# Start of Input records
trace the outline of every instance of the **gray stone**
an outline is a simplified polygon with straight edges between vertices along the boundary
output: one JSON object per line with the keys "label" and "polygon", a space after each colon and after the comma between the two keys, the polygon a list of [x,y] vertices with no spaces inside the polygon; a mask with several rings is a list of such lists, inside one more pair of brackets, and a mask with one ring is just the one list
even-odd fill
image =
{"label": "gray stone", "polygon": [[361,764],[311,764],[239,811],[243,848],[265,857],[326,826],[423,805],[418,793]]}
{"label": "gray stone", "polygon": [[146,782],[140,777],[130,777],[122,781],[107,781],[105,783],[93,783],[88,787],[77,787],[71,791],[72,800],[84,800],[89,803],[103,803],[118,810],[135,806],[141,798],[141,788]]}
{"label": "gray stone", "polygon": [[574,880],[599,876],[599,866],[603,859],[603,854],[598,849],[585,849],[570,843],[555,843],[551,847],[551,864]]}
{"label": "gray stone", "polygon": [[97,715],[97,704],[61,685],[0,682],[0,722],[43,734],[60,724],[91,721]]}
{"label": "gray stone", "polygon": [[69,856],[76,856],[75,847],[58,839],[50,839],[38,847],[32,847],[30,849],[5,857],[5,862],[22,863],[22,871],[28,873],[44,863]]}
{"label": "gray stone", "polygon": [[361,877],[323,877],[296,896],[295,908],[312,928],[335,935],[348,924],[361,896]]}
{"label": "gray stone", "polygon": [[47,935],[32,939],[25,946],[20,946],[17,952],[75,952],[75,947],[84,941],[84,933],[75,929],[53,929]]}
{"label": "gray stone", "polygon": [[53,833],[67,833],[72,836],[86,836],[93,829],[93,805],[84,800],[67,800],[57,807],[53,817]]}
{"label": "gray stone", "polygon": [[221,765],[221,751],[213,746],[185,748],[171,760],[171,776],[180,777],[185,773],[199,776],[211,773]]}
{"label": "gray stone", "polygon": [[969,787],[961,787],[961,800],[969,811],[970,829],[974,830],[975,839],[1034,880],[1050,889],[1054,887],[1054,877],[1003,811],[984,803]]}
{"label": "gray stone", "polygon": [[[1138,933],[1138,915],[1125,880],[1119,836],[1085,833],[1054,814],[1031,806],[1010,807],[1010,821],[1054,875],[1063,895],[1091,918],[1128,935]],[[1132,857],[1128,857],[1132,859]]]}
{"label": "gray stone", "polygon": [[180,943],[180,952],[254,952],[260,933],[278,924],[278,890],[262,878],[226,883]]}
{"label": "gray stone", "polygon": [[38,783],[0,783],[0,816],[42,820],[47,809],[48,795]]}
# End of Input records
> [Do this] Copy the material above line for line, with no changes at all.

> [The reply]
trace the outline of every instance of the **gray stone**
an outline is a simplified polygon with straight edges between vertices along the boundary
output: one JSON object per line with the keys "label" and "polygon", a space after each colon and after the comma between the two keys, the polygon a list of [x,y] vertices with no spaces inside the polygon; a mask with several rings is a list of such lists, inside one more pair of brackets, and a mask with one ring is just the one list
even-odd fill
image =
{"label": "gray stone", "polygon": [[361,764],[311,764],[239,811],[243,848],[265,857],[326,826],[423,805],[418,793]]}
{"label": "gray stone", "polygon": [[146,782],[140,777],[130,777],[122,781],[107,781],[105,783],[93,783],[88,787],[77,787],[71,791],[72,800],[84,800],[89,803],[103,803],[118,810],[135,806],[141,798],[141,788]]}
{"label": "gray stone", "polygon": [[574,880],[599,876],[599,866],[603,859],[603,854],[598,849],[585,849],[570,843],[555,843],[551,847],[551,864]]}
{"label": "gray stone", "polygon": [[97,715],[97,704],[61,685],[0,682],[0,722],[43,734],[60,724],[91,721]]}
{"label": "gray stone", "polygon": [[69,856],[76,856],[75,847],[58,839],[50,839],[38,847],[32,847],[30,849],[5,857],[5,862],[22,863],[22,871],[28,873],[44,863]]}
{"label": "gray stone", "polygon": [[361,877],[323,877],[296,896],[295,908],[312,928],[335,935],[348,924],[361,896]]}
{"label": "gray stone", "polygon": [[47,935],[32,939],[25,946],[20,946],[17,952],[75,952],[75,947],[84,941],[84,933],[75,929],[53,929]]}
{"label": "gray stone", "polygon": [[53,833],[67,833],[72,836],[86,836],[93,829],[93,805],[84,800],[67,800],[57,807],[53,817]]}
{"label": "gray stone", "polygon": [[221,765],[221,751],[213,746],[185,748],[171,760],[171,776],[180,777],[185,773],[199,776],[211,773]]}
{"label": "gray stone", "polygon": [[969,787],[961,787],[961,800],[969,811],[970,829],[974,830],[975,839],[1034,880],[1050,889],[1054,887],[1054,877],[1003,811],[984,803]]}
{"label": "gray stone", "polygon": [[[1138,933],[1138,915],[1125,880],[1119,836],[1085,833],[1054,814],[1031,806],[1010,807],[1010,821],[1054,875],[1063,895],[1091,918],[1128,935]],[[1132,857],[1128,857],[1132,859]]]}
{"label": "gray stone", "polygon": [[180,943],[180,952],[254,952],[260,933],[278,924],[278,890],[262,878],[226,883]]}
{"label": "gray stone", "polygon": [[38,783],[0,783],[0,816],[42,820],[47,809],[48,795]]}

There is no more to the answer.